Exercise instructions: Substitute "locate" for each "detect" in the entries starting at the beginning and ending at the line that contains "146, 0, 361, 99", and give those lines again with everything else unchanged.

Region annotation entries:
————

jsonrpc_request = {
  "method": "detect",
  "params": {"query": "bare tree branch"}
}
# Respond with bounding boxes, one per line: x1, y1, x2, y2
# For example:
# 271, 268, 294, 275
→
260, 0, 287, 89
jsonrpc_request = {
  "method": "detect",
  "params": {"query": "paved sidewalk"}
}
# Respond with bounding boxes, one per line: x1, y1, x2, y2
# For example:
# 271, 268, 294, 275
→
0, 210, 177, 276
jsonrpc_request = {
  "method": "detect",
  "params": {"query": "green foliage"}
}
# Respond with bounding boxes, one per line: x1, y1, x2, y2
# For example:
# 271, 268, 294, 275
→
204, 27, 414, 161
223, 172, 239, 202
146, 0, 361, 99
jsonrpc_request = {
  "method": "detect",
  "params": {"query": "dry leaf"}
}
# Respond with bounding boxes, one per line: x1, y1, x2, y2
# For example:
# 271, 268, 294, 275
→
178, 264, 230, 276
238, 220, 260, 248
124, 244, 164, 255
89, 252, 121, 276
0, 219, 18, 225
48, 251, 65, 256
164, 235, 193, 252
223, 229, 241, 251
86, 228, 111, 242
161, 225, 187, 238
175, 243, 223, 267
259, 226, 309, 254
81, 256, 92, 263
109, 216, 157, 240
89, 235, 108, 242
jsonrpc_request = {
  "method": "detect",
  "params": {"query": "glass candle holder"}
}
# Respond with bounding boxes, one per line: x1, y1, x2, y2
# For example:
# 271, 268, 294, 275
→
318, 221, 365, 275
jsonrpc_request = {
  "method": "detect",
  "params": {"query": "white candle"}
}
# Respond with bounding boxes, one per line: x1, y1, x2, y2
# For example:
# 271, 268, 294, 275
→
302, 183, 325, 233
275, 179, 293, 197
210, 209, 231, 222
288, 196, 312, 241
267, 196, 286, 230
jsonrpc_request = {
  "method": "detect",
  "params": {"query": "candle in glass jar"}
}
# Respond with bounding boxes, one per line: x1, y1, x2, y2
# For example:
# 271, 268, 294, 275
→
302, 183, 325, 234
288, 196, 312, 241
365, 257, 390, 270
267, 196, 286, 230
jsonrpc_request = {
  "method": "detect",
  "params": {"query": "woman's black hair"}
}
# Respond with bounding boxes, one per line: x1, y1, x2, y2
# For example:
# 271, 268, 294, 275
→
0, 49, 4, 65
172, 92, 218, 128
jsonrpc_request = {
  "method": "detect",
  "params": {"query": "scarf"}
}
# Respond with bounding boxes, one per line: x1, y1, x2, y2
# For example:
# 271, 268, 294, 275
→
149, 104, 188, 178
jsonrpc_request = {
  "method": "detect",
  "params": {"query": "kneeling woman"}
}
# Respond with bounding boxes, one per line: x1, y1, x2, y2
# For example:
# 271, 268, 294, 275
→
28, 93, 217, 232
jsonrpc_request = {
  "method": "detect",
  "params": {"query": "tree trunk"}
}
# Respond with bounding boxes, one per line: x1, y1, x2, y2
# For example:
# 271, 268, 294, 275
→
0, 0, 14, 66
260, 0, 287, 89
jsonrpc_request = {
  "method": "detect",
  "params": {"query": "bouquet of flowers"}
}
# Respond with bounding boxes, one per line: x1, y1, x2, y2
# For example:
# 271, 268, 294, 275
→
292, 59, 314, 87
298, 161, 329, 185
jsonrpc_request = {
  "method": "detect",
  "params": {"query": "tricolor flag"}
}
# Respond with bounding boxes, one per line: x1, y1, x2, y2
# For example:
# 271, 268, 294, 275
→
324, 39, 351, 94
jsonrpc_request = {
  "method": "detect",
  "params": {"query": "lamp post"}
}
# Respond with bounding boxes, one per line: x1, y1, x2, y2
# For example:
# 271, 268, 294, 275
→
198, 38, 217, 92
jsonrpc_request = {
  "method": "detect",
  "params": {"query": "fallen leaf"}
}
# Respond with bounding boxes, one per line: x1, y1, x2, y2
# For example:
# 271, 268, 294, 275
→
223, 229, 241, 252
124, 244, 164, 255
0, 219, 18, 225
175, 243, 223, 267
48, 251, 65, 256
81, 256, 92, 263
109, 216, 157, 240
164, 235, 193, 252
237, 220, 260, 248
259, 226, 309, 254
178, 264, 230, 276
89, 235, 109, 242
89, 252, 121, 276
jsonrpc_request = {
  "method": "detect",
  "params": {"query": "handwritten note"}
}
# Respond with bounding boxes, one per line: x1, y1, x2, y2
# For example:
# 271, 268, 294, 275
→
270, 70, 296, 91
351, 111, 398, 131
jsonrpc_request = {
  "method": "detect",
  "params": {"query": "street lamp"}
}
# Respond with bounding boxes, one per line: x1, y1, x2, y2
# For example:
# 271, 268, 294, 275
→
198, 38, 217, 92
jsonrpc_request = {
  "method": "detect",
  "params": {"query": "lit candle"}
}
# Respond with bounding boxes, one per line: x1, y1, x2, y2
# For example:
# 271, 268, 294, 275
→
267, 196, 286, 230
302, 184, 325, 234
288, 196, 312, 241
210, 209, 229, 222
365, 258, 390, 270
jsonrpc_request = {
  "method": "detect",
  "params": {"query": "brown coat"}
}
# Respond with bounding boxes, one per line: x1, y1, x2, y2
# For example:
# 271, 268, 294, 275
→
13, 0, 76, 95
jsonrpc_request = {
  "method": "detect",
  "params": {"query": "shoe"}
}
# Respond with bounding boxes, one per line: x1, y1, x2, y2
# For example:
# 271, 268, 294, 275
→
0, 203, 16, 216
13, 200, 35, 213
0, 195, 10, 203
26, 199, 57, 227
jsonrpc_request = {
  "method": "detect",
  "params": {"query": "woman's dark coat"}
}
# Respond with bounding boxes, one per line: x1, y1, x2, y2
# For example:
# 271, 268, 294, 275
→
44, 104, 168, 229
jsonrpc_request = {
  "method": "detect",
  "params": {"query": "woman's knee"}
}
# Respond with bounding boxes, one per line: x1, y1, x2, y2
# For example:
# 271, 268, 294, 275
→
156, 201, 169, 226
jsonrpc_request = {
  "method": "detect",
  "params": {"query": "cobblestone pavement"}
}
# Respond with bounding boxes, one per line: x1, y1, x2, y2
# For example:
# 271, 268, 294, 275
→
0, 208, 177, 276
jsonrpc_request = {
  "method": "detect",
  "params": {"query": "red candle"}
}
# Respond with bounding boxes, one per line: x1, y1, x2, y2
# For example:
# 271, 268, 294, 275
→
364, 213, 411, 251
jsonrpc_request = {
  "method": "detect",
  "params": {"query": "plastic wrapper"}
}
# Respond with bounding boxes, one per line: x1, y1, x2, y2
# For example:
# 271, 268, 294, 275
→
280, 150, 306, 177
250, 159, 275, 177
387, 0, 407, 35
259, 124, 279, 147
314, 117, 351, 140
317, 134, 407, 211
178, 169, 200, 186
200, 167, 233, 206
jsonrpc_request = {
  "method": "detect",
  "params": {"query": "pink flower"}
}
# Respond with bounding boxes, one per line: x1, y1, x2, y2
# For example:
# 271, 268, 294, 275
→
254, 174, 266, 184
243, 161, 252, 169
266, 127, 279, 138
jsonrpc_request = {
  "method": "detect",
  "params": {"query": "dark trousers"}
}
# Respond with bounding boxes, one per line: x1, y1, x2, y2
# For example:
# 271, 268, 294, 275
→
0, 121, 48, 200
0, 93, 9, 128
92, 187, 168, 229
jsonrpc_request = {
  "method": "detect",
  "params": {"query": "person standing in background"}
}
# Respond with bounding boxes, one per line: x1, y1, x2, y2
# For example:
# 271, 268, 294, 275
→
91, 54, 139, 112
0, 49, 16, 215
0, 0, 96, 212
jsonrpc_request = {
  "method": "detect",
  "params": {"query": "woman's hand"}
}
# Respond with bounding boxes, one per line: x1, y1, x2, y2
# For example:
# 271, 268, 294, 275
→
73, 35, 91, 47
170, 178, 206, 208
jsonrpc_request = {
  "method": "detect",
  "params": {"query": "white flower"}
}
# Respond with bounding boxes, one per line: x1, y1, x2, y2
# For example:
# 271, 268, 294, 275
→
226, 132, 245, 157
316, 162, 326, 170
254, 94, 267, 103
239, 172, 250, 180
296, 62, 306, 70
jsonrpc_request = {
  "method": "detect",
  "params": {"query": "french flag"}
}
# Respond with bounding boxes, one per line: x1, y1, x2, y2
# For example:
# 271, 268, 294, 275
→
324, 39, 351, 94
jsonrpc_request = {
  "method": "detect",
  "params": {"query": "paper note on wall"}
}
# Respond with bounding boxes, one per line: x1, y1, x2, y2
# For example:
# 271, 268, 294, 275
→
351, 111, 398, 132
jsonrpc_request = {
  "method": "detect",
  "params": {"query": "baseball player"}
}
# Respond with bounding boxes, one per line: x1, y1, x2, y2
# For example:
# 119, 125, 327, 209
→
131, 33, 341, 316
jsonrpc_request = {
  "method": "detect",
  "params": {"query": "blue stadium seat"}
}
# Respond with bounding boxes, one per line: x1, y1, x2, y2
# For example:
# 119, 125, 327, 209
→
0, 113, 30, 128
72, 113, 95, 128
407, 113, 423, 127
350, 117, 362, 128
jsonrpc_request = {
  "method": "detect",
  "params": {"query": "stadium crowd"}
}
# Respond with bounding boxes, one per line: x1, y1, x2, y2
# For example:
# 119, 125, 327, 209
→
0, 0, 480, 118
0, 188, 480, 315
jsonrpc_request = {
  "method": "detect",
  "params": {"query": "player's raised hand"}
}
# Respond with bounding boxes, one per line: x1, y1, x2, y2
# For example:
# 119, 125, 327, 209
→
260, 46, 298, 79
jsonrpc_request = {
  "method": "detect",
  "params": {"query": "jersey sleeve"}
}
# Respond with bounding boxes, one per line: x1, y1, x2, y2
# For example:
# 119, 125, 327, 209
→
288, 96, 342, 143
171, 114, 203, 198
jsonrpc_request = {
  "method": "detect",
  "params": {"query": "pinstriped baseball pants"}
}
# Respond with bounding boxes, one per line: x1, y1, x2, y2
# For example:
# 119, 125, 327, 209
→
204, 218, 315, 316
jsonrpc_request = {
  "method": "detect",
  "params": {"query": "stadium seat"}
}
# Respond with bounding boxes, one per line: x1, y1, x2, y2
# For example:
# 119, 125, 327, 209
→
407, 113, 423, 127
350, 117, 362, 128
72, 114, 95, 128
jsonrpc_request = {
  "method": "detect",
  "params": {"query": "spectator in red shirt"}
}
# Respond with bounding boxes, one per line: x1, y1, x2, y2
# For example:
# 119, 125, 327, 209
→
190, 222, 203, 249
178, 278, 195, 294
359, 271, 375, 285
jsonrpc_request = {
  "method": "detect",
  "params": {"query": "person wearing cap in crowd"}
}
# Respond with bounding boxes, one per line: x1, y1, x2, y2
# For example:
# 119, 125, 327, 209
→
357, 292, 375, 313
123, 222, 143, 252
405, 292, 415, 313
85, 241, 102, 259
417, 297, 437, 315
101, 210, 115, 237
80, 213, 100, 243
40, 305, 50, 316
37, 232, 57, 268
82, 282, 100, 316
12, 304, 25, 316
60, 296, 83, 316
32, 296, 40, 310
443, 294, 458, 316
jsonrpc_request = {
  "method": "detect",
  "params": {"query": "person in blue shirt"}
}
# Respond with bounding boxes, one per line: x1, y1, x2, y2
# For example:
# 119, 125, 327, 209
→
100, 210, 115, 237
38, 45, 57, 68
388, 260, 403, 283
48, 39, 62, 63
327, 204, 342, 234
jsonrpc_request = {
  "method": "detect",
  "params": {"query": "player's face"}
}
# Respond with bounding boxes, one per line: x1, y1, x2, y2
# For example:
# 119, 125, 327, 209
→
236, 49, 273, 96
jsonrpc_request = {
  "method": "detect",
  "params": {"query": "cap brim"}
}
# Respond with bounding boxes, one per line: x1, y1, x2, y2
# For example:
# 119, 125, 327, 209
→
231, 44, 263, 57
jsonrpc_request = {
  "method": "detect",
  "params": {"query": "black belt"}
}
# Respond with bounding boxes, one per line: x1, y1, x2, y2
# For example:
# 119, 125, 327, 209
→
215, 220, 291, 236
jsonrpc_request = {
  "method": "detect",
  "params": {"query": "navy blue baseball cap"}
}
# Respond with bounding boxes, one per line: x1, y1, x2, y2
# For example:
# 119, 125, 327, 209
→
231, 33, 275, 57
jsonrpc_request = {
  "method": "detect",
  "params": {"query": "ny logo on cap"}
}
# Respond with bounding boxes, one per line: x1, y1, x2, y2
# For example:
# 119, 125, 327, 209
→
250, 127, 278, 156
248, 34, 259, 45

————

Result of this task:
jsonrpc_request = {
  "method": "locate",
  "params": {"query": "bare tree branch"}
}
# Respond with bounding boxes, one per line: x1, y1, x2, y2
# For example:
# 271, 268, 294, 275
→
260, 0, 287, 89
jsonrpc_request = {
  "method": "locate",
  "params": {"query": "paved sidewalk"}
}
# Respond with bounding boxes, one per line: x1, y1, x2, y2
# For example:
# 271, 268, 294, 275
→
0, 210, 177, 276
jsonrpc_request = {
  "method": "locate",
  "params": {"query": "green foliage"}
}
# Respond with bounding boxes, one per line: x1, y1, x2, y2
# For example:
# 271, 268, 294, 275
→
204, 27, 414, 161
223, 172, 239, 202
146, 0, 361, 99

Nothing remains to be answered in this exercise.